▽

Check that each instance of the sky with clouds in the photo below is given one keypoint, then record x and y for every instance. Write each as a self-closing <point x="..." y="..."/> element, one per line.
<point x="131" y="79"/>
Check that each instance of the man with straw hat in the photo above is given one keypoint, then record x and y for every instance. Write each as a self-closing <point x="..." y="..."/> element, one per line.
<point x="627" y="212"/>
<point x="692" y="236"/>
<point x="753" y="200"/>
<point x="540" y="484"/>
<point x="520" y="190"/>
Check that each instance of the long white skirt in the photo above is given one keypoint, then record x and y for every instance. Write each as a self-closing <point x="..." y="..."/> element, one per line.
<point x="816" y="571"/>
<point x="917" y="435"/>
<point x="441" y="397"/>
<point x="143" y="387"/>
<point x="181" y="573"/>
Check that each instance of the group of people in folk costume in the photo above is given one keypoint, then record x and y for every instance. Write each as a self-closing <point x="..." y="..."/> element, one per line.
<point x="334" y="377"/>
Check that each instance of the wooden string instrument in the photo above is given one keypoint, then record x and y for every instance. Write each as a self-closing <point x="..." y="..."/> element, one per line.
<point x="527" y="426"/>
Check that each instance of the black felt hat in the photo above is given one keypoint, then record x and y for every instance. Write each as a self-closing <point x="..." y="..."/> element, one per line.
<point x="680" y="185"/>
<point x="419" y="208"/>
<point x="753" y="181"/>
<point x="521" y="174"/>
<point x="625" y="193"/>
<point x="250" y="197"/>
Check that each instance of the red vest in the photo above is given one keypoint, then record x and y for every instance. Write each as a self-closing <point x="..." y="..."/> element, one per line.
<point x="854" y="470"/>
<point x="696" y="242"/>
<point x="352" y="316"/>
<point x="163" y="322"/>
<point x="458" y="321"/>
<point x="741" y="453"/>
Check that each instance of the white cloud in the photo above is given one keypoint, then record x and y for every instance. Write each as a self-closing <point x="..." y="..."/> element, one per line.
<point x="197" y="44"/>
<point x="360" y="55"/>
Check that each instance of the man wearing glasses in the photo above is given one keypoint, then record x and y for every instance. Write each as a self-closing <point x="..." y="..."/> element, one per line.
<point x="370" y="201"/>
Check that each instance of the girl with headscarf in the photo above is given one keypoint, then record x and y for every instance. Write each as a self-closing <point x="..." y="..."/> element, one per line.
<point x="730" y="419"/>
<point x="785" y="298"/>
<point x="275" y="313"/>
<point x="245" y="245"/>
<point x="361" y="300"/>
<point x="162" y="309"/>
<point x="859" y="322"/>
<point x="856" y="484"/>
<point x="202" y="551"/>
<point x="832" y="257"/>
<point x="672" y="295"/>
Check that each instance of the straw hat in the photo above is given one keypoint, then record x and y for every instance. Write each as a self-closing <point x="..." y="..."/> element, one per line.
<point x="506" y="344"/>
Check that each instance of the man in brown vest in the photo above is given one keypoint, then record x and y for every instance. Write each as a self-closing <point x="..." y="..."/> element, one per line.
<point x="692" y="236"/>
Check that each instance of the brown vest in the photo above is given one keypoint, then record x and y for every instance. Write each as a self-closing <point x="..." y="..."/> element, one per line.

△

Reproduce all of the entries above word for word and in their original order, changing nothing.

Check that each instance of the sky with clouds in the photo below is given one keypoint, then record x and y for every instance. Write each as a self-closing <point x="..." y="..."/> element, one per line.
<point x="131" y="79"/>
Check that each instance of the man with straw hat in the photo above is given one keypoint, then record x and y for every instance. Write each as a self-closing <point x="..." y="..."/> element, one per line.
<point x="627" y="212"/>
<point x="692" y="236"/>
<point x="753" y="200"/>
<point x="540" y="484"/>
<point x="520" y="190"/>
Check that each instance of the long white skirt in the photo above is given one keypoint, then record x and y for every instance. Write each as a self-closing <point x="..." y="..."/> element, one per line.
<point x="816" y="571"/>
<point x="917" y="435"/>
<point x="441" y="397"/>
<point x="143" y="387"/>
<point x="181" y="573"/>
Check that each instance of the group of people in folk costume in the photo above is given one keypoint, then record x and y for every instance. Write each as a self-closing <point x="..." y="..."/> element, one per line.
<point x="334" y="377"/>
Check that each instance of the wooden string instrument in the photo above is given one keypoint, then record x and y for every instance. Write each as a self-closing <point x="..." y="..."/> element, one per line.
<point x="527" y="426"/>
Check that each instance of the black felt hat in the photo above is given one keypoint, then record x and y for every instance. Write each as a self-closing <point x="..." y="..."/> element, one per line.
<point x="680" y="185"/>
<point x="419" y="208"/>
<point x="753" y="181"/>
<point x="521" y="174"/>
<point x="625" y="193"/>
<point x="250" y="197"/>
Check that each instance of the red vest in the photo above is given one keypoint, then record x and y for every instance. Write each as a self-closing <point x="..." y="..."/> element, one per line.
<point x="854" y="470"/>
<point x="696" y="242"/>
<point x="352" y="316"/>
<point x="163" y="322"/>
<point x="458" y="321"/>
<point x="741" y="453"/>
Check that each instance of the white cloud in the photo above is given one keypoint, then record x and y for every instance. Write each as a self-closing <point x="..." y="..."/> element, one per line.
<point x="197" y="44"/>
<point x="360" y="55"/>
Check that each instance of the man wearing glasses in the photo above is given one keypoint, then record x and y for every instance. Write each as a self-closing <point x="..." y="..."/> element, one per line.
<point x="370" y="201"/>
Check that each instance of the girl with headscarf in the photo above is given one keypoint, then record x and y for every instance. Write each as a self-closing <point x="..." y="..."/> element, one per line.
<point x="730" y="419"/>
<point x="785" y="298"/>
<point x="275" y="313"/>
<point x="245" y="245"/>
<point x="361" y="300"/>
<point x="162" y="309"/>
<point x="859" y="322"/>
<point x="856" y="484"/>
<point x="202" y="551"/>
<point x="832" y="257"/>
<point x="672" y="295"/>
Check that each instance of the straw hat in the photo above is given one keypoint, then record x and y for every instance. Write each as a self-closing <point x="..." y="..."/> element, one per line.
<point x="506" y="344"/>
Check that each instance of the man in brown vest in the photo above is given one keypoint, then record x and y for every instance. Write each as a self-closing <point x="..." y="..."/> element, one per line.
<point x="692" y="236"/>
Check that each instance of the brown vest in the photo above is given one keypoint, then record x and y for every instance. Write each as a self-closing <point x="..." y="..."/> element, one per line.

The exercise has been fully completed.